* [Texto proporcionado]
Podemos concluir este punto afirmando que el hombre en cuanto tal no es sólo imagen de Dios, sino también de Cristo, es imagen de la Imagen. Y no sólo los creyentes, sino el hombre en general, aunque no lo sepa. La definición del hombre como imagen de Dios significa que la relación con Dios, la destinación u ordenación a la comunión con Dios está en la esencia misma del ser humano, no sólo del creyente, y ésta es la idea original, que me parece, se puede rescatar de Pannenberg.

 

  1. Perspectiva dinámica y visión estática de la imagen divina en el hombre

 

La idea veterotestamentaria de la imagen de Dios aparece planteada en términos más bien estáticos: el hombre es imagen y representante de Dios en el mundo. Al igual que la imagen representa al modelo (la imagen o retrato del gobernador de un país representa al gobernador frente a su pueblo), el hombre representa a Dios ante la entera creación. Los egipcios consideraban al faraón imagen y representante de la divinidad en la tierra. En la concepción bíblica la condición de imagen no se limita al rey, sino que se dice de todo hombre. Expresa el señorío de Dios sobre su creación a cuya participación y disfrute ha sido llamado el hombre. Por encima de todas las criaturas, según el relato sacerdotal del Génesis, el hombre es representante del dominio mismo de Dios sobre su creación.

A mi juicio, hay que superar el concepto de una naturaleza clausurada, invariable, dada de una vez por todas en el origen de la existencia, por una imagen de Dios en el hombre en devenir, en desarrollo, como tarea. La intención de no hacer distinción entre las nociones de imagen y semejanza va encaminada a concebir la semejanza divina como empeño del hombre para completar la imagen de Cristo en nosotros. Toda la existencia cristiana ha de apuntar a esto: “a reproducir la imagen del Hijo” (Rom. 8, 29). La imagen de Dios en el hombre no es una magnitud estática, sino una realidad dinámica cuyo desarrollo consiste en revestirse de Cristo o participar de su imagen, al decir de San Pablo: “revestíos del hombre nuevo que se va renovando… según la imagen de su creador” (Col 3, 10).

* [Objetivo]
Escribe la continuación del texto sobre la imagen de Dios en el hombre, empezando justo después de su última oración.

* [Datos proporcionados]

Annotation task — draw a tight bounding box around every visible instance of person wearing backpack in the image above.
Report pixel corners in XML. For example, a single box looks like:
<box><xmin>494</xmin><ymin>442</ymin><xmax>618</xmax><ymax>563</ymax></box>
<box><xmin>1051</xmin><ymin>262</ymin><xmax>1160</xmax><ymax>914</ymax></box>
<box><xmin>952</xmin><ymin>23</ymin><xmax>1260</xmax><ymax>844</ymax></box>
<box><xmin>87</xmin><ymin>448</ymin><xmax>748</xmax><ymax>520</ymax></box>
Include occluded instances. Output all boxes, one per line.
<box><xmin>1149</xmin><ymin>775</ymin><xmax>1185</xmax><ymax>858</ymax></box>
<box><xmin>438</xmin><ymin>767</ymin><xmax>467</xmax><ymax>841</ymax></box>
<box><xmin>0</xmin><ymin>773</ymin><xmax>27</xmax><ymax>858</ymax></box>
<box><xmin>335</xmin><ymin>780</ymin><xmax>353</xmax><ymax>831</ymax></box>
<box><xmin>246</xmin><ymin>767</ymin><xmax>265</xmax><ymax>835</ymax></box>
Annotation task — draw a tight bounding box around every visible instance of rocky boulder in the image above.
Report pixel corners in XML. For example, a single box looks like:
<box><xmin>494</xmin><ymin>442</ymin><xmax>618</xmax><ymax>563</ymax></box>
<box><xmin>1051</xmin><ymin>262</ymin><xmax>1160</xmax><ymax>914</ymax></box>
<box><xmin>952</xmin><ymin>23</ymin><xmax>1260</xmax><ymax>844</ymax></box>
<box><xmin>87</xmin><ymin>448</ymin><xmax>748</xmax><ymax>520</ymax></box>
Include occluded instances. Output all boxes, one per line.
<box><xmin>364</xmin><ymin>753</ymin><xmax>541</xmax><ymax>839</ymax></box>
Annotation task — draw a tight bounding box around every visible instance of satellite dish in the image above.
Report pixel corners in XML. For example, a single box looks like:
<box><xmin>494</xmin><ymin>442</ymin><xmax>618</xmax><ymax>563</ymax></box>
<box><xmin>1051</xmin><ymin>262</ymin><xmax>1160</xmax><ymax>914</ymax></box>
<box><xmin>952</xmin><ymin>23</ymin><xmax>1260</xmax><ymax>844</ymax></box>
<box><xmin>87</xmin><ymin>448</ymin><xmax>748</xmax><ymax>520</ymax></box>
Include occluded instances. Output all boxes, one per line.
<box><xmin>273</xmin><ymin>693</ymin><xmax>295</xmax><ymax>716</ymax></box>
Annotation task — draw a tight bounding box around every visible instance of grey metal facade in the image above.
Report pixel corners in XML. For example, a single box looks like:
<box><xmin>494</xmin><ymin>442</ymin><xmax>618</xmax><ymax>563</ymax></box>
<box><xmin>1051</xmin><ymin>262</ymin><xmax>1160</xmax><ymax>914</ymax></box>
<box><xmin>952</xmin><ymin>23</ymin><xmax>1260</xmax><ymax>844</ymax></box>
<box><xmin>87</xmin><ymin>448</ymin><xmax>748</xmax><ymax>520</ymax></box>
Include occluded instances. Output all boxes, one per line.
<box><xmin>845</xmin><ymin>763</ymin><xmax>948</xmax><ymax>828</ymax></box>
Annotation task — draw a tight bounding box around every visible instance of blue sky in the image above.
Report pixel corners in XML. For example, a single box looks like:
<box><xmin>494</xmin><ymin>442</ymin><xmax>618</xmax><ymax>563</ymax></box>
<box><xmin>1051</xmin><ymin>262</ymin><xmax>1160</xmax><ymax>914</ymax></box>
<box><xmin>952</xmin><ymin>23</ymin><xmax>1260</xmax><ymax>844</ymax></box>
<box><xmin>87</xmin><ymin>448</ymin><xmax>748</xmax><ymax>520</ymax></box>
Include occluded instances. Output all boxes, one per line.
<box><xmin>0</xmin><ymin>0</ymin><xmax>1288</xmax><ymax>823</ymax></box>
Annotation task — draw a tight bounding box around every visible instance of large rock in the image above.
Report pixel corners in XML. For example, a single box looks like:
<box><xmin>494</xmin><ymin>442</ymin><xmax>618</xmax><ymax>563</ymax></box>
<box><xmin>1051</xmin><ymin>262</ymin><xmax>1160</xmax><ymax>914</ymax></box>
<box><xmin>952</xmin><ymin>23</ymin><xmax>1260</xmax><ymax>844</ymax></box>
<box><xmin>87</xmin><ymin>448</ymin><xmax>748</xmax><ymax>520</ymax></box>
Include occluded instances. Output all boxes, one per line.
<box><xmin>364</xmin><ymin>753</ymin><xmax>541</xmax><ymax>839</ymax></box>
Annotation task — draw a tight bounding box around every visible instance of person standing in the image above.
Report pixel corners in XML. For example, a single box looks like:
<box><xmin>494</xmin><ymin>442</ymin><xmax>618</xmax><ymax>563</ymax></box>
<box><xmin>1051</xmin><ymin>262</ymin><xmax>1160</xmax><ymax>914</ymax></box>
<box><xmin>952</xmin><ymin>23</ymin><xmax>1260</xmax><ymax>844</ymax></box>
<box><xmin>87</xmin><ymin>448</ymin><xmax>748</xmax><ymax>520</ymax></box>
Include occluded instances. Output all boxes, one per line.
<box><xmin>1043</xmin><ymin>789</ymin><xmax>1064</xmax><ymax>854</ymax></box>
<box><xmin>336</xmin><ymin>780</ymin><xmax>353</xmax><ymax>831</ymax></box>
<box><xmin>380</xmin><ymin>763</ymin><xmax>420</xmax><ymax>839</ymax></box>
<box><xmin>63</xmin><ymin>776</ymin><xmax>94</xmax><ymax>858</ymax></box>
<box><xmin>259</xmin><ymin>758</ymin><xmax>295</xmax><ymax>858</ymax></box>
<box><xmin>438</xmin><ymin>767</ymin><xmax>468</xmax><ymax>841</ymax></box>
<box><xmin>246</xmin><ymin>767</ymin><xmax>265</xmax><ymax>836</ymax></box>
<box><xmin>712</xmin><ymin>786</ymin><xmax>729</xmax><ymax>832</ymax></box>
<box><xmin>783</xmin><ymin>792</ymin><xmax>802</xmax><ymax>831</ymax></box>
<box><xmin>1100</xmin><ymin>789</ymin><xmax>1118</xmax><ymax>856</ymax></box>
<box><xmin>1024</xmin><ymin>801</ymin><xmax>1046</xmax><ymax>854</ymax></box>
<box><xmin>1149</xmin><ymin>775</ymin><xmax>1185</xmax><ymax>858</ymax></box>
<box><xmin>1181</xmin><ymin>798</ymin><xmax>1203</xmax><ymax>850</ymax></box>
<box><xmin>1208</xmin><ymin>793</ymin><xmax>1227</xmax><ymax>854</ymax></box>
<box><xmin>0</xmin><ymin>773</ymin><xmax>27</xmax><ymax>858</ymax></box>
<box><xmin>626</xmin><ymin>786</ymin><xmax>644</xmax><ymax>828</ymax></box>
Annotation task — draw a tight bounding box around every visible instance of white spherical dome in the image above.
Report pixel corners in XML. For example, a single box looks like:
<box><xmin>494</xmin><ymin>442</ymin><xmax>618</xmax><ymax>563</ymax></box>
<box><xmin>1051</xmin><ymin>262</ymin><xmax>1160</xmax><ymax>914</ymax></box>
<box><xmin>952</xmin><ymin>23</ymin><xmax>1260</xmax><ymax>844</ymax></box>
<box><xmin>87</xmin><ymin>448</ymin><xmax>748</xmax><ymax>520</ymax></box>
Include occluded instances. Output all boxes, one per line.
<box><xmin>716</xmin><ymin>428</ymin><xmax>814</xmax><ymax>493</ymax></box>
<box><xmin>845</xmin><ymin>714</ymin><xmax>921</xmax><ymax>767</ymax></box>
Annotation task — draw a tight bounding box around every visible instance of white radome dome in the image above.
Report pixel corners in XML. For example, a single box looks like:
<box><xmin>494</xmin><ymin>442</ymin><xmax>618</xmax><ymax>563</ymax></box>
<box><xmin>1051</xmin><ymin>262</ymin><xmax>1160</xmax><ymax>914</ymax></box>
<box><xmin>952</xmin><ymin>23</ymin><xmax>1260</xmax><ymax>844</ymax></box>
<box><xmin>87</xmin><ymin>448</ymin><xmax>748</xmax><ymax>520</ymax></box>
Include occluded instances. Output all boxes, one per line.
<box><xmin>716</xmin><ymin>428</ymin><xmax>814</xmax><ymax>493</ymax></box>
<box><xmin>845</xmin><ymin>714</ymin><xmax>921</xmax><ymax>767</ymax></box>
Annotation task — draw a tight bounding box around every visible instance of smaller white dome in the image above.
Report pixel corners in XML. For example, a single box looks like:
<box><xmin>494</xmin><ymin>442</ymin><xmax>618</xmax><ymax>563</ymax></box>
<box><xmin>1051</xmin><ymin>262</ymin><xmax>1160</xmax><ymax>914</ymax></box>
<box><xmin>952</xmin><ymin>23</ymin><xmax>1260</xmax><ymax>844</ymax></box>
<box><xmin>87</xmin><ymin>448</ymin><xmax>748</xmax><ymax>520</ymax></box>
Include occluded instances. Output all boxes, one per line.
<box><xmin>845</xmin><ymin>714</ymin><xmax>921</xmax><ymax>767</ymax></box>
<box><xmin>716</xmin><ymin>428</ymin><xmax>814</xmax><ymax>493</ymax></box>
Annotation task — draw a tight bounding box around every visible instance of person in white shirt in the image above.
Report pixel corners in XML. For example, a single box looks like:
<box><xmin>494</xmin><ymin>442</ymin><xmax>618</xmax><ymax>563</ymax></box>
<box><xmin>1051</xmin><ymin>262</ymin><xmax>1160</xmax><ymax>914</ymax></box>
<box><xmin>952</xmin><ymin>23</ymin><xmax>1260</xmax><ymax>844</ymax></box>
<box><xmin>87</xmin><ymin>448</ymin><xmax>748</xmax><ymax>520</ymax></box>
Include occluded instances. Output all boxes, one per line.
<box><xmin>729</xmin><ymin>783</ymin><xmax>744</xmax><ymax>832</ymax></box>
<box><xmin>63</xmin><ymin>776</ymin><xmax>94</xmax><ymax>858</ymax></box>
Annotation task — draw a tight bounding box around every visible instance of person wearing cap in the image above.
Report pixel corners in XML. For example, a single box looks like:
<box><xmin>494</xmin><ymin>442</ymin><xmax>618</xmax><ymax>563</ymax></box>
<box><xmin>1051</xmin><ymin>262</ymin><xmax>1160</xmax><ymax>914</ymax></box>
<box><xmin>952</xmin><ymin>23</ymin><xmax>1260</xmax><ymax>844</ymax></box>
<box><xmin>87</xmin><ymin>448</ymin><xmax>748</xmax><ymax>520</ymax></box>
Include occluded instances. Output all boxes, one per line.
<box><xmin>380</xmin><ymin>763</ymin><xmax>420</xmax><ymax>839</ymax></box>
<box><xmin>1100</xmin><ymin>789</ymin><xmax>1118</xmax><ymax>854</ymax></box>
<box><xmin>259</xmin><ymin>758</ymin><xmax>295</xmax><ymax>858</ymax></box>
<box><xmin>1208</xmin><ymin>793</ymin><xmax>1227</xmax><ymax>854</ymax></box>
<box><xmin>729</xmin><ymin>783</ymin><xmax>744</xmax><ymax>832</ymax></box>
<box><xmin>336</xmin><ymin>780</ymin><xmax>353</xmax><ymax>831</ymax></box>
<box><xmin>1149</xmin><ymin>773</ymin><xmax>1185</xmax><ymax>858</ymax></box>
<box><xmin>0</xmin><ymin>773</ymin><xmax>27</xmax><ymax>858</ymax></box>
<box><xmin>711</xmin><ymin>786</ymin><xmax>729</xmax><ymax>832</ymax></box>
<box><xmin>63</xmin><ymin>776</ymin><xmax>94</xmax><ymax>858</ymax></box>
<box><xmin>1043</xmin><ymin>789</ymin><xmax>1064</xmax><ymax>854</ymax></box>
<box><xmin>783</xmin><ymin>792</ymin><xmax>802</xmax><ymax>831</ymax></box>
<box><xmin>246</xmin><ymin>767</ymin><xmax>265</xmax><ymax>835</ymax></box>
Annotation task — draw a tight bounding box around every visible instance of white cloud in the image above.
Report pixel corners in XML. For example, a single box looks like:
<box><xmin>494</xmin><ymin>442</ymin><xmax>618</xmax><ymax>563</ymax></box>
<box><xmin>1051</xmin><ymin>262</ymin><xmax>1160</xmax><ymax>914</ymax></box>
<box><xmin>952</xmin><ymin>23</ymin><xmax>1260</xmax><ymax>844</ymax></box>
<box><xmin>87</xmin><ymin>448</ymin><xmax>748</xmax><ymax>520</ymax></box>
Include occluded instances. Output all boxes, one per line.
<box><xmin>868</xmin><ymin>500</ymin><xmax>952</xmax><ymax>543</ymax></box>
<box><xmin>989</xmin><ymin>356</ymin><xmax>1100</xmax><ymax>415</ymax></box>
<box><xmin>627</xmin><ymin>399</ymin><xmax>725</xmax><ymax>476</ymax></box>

* [Resultado de la tarea]
Me inclino por un enfoque dinámico de la imagen divina, porque considero que lo propio y específico de la naturaleza humana es un proyecto a realizar, un fin. “La imagen de Dios no se realizó plenamente desde los comienzos de la historia de la humanidad. Su plasmación se halla todavía en proceso”[26], apostilla Pannenberg. Adán era un mero boceto, un esbozo del hombre definitivo. No era sino “figura” (typos) del que había de venir (Rom 5, 14)[27]. Es preciso un “Adán” verdadero, un “hombre” cabal, definitivo, en quien la imagen de Dios se refleje con toda su autenticidad. Ese hombre es Cristo, “quien es imagen de Dios” (2 Cor 4, 4).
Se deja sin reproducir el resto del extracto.